Pick out every line in the data below that contains the word "headband", treating uppercase and lowercase letters as different.

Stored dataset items
■ ■ ■ ■ ■ ■ ■
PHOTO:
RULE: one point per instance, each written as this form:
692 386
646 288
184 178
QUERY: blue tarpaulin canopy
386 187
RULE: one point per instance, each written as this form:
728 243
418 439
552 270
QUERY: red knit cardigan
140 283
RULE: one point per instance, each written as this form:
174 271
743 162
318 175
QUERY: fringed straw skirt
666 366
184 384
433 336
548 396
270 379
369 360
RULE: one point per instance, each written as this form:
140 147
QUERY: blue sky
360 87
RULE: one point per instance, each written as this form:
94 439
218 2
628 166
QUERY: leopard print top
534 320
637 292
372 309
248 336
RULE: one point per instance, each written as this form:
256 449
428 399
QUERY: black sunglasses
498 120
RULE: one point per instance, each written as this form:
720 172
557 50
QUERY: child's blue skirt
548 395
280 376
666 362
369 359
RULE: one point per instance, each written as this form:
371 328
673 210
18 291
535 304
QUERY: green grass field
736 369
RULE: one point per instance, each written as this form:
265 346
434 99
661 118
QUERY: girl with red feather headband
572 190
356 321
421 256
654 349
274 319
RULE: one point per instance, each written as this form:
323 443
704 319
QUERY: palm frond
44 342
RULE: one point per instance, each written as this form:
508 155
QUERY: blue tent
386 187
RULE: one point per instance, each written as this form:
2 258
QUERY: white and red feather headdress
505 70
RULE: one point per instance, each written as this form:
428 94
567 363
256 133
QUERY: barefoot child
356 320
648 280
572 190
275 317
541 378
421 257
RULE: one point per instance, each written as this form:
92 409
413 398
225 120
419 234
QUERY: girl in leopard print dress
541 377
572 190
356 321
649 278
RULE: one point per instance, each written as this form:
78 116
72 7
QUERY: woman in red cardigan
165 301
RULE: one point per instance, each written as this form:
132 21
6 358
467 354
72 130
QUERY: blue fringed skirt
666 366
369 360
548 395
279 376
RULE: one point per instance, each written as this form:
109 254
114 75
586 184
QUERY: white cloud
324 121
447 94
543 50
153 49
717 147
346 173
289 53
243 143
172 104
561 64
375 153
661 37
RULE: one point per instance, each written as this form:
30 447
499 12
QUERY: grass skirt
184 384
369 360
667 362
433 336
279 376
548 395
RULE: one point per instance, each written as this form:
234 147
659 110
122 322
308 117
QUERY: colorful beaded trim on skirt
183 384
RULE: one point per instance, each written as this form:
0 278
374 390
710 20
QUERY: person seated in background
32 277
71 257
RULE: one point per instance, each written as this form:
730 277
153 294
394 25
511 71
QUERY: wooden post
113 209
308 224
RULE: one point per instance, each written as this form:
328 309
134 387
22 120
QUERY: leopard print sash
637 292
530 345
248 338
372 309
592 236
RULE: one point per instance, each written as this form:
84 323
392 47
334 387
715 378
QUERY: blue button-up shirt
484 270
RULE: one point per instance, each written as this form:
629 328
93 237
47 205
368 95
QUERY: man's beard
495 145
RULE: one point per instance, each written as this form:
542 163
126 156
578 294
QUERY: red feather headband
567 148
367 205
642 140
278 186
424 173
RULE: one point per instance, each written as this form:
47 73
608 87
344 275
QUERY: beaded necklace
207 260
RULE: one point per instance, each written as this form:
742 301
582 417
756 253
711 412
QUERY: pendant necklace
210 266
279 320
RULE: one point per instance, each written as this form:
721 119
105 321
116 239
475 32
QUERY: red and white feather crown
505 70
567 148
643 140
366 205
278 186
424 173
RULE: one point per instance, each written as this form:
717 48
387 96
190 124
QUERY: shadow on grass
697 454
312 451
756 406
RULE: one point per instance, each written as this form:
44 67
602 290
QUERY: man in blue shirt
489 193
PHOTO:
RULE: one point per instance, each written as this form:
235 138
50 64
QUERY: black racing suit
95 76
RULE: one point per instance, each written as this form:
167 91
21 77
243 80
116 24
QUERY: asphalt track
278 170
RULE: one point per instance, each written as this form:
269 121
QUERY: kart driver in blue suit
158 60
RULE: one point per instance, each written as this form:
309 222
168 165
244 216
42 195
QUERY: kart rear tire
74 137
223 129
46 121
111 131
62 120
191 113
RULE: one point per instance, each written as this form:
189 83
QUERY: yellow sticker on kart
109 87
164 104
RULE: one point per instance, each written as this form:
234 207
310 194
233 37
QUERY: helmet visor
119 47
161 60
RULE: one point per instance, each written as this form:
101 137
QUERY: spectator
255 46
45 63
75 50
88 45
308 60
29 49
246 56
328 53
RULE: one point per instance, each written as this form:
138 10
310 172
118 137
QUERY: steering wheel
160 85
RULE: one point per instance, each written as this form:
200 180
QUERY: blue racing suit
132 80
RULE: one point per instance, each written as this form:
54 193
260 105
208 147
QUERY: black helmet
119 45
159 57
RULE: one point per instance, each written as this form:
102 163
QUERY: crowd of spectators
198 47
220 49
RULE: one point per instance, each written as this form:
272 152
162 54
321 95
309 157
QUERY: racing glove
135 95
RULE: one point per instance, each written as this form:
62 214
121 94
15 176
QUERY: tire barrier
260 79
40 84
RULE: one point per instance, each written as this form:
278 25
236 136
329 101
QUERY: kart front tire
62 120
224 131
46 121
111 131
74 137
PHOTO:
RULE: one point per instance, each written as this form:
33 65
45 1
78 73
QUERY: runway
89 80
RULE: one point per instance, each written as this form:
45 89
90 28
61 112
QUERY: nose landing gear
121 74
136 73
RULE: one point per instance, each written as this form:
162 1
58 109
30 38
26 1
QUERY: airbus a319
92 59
■ ■ ■ ■ ■ ■ ■
▸ **ANSWER FOR THIS EXERCISE**
QUERY: girl with red feather headband
QUERY: red feather headband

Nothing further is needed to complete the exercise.